++++ Exercise material ++++
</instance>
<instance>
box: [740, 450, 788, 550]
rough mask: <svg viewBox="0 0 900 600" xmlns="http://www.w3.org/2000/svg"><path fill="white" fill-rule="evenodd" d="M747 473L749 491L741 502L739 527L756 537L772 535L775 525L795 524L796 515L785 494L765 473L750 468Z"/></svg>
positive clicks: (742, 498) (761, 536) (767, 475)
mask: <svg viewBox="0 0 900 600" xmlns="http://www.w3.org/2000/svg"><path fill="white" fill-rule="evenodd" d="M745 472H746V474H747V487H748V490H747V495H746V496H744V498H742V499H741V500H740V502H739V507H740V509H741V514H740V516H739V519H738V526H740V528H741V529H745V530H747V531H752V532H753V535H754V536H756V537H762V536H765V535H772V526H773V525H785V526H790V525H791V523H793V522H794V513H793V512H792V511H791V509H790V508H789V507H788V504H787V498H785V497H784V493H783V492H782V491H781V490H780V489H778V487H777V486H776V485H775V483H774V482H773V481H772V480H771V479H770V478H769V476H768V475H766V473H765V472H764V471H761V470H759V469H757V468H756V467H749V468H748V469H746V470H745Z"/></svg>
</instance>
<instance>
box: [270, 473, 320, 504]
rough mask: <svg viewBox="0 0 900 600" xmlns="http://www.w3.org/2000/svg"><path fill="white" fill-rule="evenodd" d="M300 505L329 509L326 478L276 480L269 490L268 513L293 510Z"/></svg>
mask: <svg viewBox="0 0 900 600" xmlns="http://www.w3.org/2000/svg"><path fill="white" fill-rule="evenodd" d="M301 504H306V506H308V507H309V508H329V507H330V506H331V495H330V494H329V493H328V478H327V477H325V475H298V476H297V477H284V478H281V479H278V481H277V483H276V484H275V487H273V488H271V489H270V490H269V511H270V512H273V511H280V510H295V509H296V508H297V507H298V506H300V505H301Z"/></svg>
++++
Work task - Retype the lines above without any changes.

Output for this exercise -
</instance>
<instance>
box: [740, 450, 788, 550]
rough mask: <svg viewBox="0 0 900 600" xmlns="http://www.w3.org/2000/svg"><path fill="white" fill-rule="evenodd" d="M747 473L749 491L741 502L739 527L756 537L772 535L775 525L795 524L796 515L785 494L765 473L750 468Z"/></svg>
positive clicks: (742, 498) (761, 536) (767, 475)
mask: <svg viewBox="0 0 900 600" xmlns="http://www.w3.org/2000/svg"><path fill="white" fill-rule="evenodd" d="M745 472H746V474H747V487H748V490H747V495H746V496H744V498H742V499H741V500H740V502H739V507H740V509H741V514H740V516H739V519H738V526H740V528H741V529H745V530H747V531H752V532H753V535H754V536H756V537H762V536H765V535H772V526H773V525H785V526H790V525H791V523H793V522H794V513H793V512H792V511H791V509H790V508H789V507H788V504H787V498H785V497H784V493H783V492H782V491H781V490H780V489H778V487H777V486H776V485H775V483H774V482H773V481H772V480H771V479H770V478H769V476H768V475H766V473H765V472H764V471H761V470H759V469H757V468H756V467H749V468H748V469H746V470H745Z"/></svg>
</instance>
<instance>
box: [270, 473, 320, 504]
rough mask: <svg viewBox="0 0 900 600" xmlns="http://www.w3.org/2000/svg"><path fill="white" fill-rule="evenodd" d="M300 505L329 509L326 478L276 480L269 490L268 513L293 510Z"/></svg>
mask: <svg viewBox="0 0 900 600" xmlns="http://www.w3.org/2000/svg"><path fill="white" fill-rule="evenodd" d="M301 504H306V506H308V507H309V508H329V507H330V506H331V495H330V494H329V493H328V478H327V477H325V475H298V476H297V477H284V478H281V479H278V481H277V483H276V484H275V487H273V488H271V489H270V490H269V511H270V512H273V511H280V510H295V509H296V508H297V507H298V506H300V505H301Z"/></svg>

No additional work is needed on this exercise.